**What to do**: In this exercise, every entry is to be transcribed exactly as written.

**Information provided**:
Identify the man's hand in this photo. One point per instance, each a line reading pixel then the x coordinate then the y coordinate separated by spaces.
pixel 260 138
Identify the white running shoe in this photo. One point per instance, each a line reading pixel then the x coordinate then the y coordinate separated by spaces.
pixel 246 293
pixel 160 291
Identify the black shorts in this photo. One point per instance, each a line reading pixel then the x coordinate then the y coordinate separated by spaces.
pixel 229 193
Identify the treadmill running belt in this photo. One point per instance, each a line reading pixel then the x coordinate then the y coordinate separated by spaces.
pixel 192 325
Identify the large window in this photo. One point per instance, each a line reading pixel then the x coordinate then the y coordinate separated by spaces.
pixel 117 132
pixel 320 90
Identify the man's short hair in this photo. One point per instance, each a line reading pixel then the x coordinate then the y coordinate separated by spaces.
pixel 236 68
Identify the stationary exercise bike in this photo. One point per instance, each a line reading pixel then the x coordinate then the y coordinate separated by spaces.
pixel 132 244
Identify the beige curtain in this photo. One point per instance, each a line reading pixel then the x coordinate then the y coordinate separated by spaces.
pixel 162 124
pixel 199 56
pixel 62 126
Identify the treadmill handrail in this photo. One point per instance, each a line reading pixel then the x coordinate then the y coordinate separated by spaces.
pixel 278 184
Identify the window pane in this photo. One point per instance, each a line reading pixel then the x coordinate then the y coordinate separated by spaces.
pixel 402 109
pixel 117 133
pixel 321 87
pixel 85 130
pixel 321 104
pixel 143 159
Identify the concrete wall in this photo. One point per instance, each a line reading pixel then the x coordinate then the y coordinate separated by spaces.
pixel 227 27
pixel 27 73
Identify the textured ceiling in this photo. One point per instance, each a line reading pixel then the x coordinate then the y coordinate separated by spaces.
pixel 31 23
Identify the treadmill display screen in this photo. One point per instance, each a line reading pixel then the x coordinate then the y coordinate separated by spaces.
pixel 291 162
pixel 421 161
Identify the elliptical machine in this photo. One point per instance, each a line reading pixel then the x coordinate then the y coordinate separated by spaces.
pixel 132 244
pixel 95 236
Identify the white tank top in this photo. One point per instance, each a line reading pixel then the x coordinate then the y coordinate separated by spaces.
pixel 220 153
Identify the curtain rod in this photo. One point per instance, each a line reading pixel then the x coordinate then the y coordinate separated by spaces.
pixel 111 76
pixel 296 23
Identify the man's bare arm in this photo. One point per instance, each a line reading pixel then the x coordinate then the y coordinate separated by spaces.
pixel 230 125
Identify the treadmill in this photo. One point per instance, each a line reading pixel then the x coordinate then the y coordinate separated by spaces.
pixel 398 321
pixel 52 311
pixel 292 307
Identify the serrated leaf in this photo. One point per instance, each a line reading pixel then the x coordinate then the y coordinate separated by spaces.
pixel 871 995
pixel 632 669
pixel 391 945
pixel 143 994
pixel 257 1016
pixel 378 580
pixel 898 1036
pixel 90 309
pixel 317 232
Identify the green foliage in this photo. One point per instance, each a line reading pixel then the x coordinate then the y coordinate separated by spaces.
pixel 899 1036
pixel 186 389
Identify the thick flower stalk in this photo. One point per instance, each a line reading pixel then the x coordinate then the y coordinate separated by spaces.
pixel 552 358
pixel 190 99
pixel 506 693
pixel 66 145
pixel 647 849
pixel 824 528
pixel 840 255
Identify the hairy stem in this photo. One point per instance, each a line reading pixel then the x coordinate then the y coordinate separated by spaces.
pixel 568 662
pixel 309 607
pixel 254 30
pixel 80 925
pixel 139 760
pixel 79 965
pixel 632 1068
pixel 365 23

**Answer to this exercise**:
Identify the man's hand in this photo. One point per instance, each a line reading pixel then the x coordinate then the y coordinate separated by spaces.
pixel 260 138
Identify the white running shoe in this photo. One point per instance, each a line reading pixel then the x coordinate then the y coordinate separated by spaces.
pixel 246 293
pixel 160 291
Identify the black shorts in this photo. One point per instance, each a line reading pixel then the x coordinate then the y coordinate separated by spaces.
pixel 229 193
Identify the treadmill running belt in this photo. One point per instance, each a line reading pixel then the x coordinate then the y coordinate separated by spaces.
pixel 192 325
Identify the large window in this photo. One point per instance, each a line reading pixel then the x coordinate then the y coordinate separated by spaces.
pixel 117 132
pixel 320 90
Identify the man's short hair in this photo. One point per instance, each a line reading pixel then the x coordinate then the y coordinate separated by spaces.
pixel 236 68
Identify the stationary exercise bike in this photo. One point per instance, each a line reading pixel then the x coordinate then the y coordinate separated by spaces.
pixel 132 244
Identify the beige curtain in this photo. One point per instance, each a line reading pixel then the x coordinate then the y coordinate separated by spaces.
pixel 162 124
pixel 199 56
pixel 62 126
Identify the treadmill handrail in this photo. One point per instance, each a line reading pixel then the x coordinate then the y coordinate separated by spaces.
pixel 278 184
Identify the window pane in this photo. One point per instance, each a line reading pixel then the x coordinate then the y coordinate separated by spaces.
pixel 402 109
pixel 117 133
pixel 321 87
pixel 85 130
pixel 321 104
pixel 143 159
Identify the concrete wall in this photo. One point per instance, each a line reading pixel then the x coordinate then the y coordinate separated by spaces.
pixel 227 27
pixel 27 73
Identify the textured ceiling in this photo. One point per instance, each a line reading pixel then the x coordinate then the y coordinate separated by spaces.
pixel 31 23
Identify the treadmill display screen in this photo. One point per instance, each a line reading pixel then the x coordinate then the y coordinate separated by spaces.
pixel 291 162
pixel 421 161
Identify the elliptical machine in this photo. One point per instance, each a line reading pixel then the x coordinate then the y coordinate separated by spaces.
pixel 132 244
pixel 95 236
Identify the white tank top in this photo. One point per instance, each a line reading pixel then the x coordinate then the y coordinate separated by spaces.
pixel 220 153
Identify the curtain rod in this photo. One point per instance, each a line reading pixel then the x coordinate then the y coordinate separated by spaces.
pixel 111 76
pixel 296 23
Identify the man's bare arm in this photo. One point per instance, each a line reading pixel then the x coordinate then the y coordinate separated by spaces.
pixel 230 125
Identify the treadmill in this photo. One point per instance, each a line reading pixel then the x coordinate then the y coordinate separated by spaces.
pixel 398 321
pixel 52 311
pixel 292 307
Identify the serrated leaf in this photo. One point per instance, each a line reading pixel then the x coordinate then the y coordinate separated by spaces.
pixel 871 995
pixel 632 669
pixel 391 945
pixel 143 994
pixel 257 1016
pixel 378 580
pixel 898 1036
pixel 90 309
pixel 317 232
Identify the green foliage in this photo. One point per instance, each a line reading pixel then the x coordinate then the y coordinate separated by spaces.
pixel 899 1036
pixel 186 389
Identify the thick flower stalk in this photo. One point per instance, each a line reading pixel then the x coordinate then the y coordinate separated by spaces.
pixel 552 358
pixel 190 99
pixel 506 693
pixel 66 145
pixel 647 849
pixel 824 528
pixel 840 255
Identify the hairy stem in this photo. One point per instance, each a line reading pixel then the x coordinate then the y coordinate separated by spaces.
pixel 568 662
pixel 309 607
pixel 254 30
pixel 80 925
pixel 139 760
pixel 79 965
pixel 632 1068
pixel 365 23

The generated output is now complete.